**ASSIGNMENT:** Using the records below, copy out exactly the line that contains "Please point out the vehicle" and every line that follows it, up to and including the last, and no others.

[Start of Attachment]

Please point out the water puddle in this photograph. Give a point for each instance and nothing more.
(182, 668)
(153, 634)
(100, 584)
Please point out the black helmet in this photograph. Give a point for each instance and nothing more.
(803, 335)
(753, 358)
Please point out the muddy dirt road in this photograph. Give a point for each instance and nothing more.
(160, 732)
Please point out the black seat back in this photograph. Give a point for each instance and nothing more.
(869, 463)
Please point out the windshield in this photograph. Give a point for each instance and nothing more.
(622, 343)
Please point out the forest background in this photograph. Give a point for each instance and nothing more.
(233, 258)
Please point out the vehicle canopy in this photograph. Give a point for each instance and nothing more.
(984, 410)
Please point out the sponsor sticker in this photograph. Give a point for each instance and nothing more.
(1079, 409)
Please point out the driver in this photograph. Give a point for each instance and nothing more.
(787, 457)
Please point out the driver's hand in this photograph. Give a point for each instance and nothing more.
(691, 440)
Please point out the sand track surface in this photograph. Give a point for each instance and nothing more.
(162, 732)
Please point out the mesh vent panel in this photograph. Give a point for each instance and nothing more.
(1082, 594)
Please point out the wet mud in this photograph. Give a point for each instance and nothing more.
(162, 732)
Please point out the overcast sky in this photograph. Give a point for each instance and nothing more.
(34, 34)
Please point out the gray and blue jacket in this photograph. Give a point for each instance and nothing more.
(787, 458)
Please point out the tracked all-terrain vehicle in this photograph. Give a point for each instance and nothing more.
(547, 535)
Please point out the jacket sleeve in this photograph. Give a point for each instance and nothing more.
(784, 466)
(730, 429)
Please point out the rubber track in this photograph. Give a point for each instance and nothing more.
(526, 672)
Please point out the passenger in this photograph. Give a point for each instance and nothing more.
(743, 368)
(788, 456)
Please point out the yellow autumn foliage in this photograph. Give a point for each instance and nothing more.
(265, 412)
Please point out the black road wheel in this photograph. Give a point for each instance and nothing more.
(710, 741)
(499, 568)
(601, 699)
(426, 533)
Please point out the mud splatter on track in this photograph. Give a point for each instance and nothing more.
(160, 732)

[End of Attachment]

**TASK SOLUTION:**
Please point out the vehicle canopy in this photograph. Give a point for each instance and nothing more.
(984, 410)
Please point out the sponsor sticker in this photograph. Give a point for each instance and nothing more.
(1079, 409)
Please point out the driver in this photograph. Give a point for each instance and nothing more.
(787, 457)
Please point out the driver's hand in this photograph. Give a point for each instance and nothing more.
(691, 440)
Please point out the sand track surface in this photograph. Give a point for each instance and nothing more.
(162, 732)
Please point out the mesh vent panel in this photograph. Give a point for each instance and nothing more.
(1082, 594)
Please point out the wet mud in this photograph. Give a point for each instance and nothing more.
(162, 732)
Please point out the overcast sky in this photograph. Give a point for each instance and nothing more.
(34, 34)
Please point out the gray and blue jacket in this photograph. Give a point for each instance and nothing more.
(787, 458)
Please point out the tracked all-terrain vehicle in this photograph. Give a point for each instance and nothing more.
(547, 535)
Please point out the jacket sleeve in this photograph. Give a point for each instance and nothing more.
(784, 466)
(730, 429)
Please point out the rubber track in this photograph. Give a point for each instance and nothing more.
(526, 672)
Please point out the passenger in this photograph. Give a point for each instance and nothing more.
(743, 368)
(788, 456)
Please point out the yellow autumn foliage in this photograph. Give a point for each instance and nothing more.
(265, 412)
Please point out the black road wheel in this photograph. Give a point for each instance and nothing more.
(710, 741)
(499, 568)
(601, 699)
(426, 533)
Please point out the mud splatter on track in this photograph. Give a point for each instance and nothing more.
(160, 732)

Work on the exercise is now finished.